#### Gegebener Text ####

3.3. Röpers Prämissen für Verschleißstrategien

Verstreut im Gutachten findet der Leser jene Voraussetzungen, unter denen Obsoleszenzstrategien für möglich gehalten werden:

Sicherlich wäre es aufschlussreich gewesen, die Voraussetzungen [Ursachen; gez. NW] einer solchen vermachteten Wirtschaft konsequent an der Wirklichkeit zu überprüfen. Das unterbleibt jedoch, offenbar aus Argwohn, die Realität könnte mit den modellwidrigen Prämissen übereinstimmen.

Holen wir es beispielhaft nach: Dass moralische Bedenken unternehmerischen Aktivitäten keine wirksamen Grenzen setzen, bedarf keiner näheren Begründung. Aber auch der Hinweis auf die gesetzlichen Grenzen, über die zu wachen im vorliegenden Kontext vornehmlich dem Bundeskartellamt (BKartA) obliegen könnte, verfängt nicht. Da sind die allgemeinen Gründe der Ineffektivität des Rechts gegenüber wirtschaftlicher Macht: die hohe formale Rationalität des positiven Rechts, die den Konflikt zwischen formaler und materialer Richtigkeit zumeist zugunsten der Formalität ausgehen läßt; das Fehlen eines ausreichenden Instrumentariums in den Fällen, in denen der Gesetzgeber unmittelbar auf wirtschaftlich-technische Tatbestände verweist; die Wirtschaftsfremdheit bzw. die Überforderung der Juristen in Wirtschaftsfragen; die allgemeine Verspätung des Rechts gegenüber der sozioökonomisch-technischen Entwicklung, die sich u.a. in der Nichtreflexion der unmittelbaren politischen Dimension wirtschaftlicher Macht niederschlägt.

Gegen Ende des Gutachtens steht die Frage, "ob sich das BKartA die Funktion eines Qualitätsüberprüfungs-"Kommissars" aufdrängen lassen sollte". Sie ist nicht nur rechtsstaatlich deplatziert, weil alles staatliche Eingriffshandeln nun einmal an das Prinzip der Gesetzmäßigkeit der Verwaltung gebunden ist und nicht politischen Zweckmäßigkeitserwägungen offensteht. Hier wird auch zugestanden, dass jedenfalls eine Prämisse für eine mögliche Verschleißpolitik erfüllt ist.

#### Gegebene Zeilen ####

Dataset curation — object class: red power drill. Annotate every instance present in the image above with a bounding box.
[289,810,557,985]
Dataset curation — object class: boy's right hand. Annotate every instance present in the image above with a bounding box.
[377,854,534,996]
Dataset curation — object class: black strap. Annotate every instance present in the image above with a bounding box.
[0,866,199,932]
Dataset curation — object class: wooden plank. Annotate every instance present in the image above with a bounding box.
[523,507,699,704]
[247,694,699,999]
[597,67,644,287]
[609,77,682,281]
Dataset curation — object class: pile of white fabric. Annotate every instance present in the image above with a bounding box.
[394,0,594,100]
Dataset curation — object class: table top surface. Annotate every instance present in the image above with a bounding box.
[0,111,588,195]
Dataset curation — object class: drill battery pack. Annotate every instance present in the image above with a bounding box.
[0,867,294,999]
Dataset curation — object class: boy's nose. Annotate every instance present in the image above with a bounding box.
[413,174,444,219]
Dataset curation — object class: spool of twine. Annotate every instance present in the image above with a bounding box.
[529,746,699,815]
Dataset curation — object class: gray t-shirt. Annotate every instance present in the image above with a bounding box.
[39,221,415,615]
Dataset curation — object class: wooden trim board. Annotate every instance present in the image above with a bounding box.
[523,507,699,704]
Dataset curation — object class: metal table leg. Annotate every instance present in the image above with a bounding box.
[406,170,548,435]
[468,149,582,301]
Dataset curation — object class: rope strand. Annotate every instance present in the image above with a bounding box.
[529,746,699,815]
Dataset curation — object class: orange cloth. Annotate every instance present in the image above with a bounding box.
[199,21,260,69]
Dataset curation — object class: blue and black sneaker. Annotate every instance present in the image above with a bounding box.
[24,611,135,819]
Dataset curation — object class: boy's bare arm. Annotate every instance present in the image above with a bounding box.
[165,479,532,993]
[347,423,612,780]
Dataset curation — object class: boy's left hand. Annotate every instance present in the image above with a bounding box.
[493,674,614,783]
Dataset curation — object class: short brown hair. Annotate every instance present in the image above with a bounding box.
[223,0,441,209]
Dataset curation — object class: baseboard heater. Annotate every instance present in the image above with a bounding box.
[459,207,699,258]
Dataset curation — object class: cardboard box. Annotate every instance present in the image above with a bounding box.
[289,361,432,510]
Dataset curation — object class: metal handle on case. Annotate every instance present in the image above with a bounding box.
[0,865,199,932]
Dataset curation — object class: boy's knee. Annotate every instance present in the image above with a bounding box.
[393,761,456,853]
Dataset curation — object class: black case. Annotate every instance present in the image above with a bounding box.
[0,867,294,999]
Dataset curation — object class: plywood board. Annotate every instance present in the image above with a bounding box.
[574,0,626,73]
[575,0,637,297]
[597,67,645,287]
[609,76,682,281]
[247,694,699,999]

####

Kurze Aufgabe A: Schreib den Text über Röpers Prämissen erneut ab, beginnend mit "3.3. Röpers Prämissen" und weiter bis "modellwidrigen Prämissen übereinstimmen.". Tausche dabei "Obsoleszenzstrategien" gegen "Verschleißstrategien" aus.
Kurze Aufgabe B: Welcher Behörde könnte es laut dem Text über Röpers Prämissen obliegen, über die gesetzlichen Grenzen zu wachen?

Antwort A:
3.3. Röpers Prämissen für Verschleißstrategien

Verstreut im Gutachten findet der Leser jene Voraussetzungen, unter denen Verschleißstrategien für möglich gehalten werden:

Sicherlich wäre es aufschlussreich gewesen, die Voraussetzungen [Ursachen; gez. NW] einer solchen vermachteten Wirtschaft konsequent an der Wirklichkeit zu überprüfen. Das unterbleibt jedoch, offenbar aus Argwohn, die Realität könnte mit den modellwidrigen Prämissen übereinstimmen.

Antwort B: Dem Bundeskartellamt (BKartA).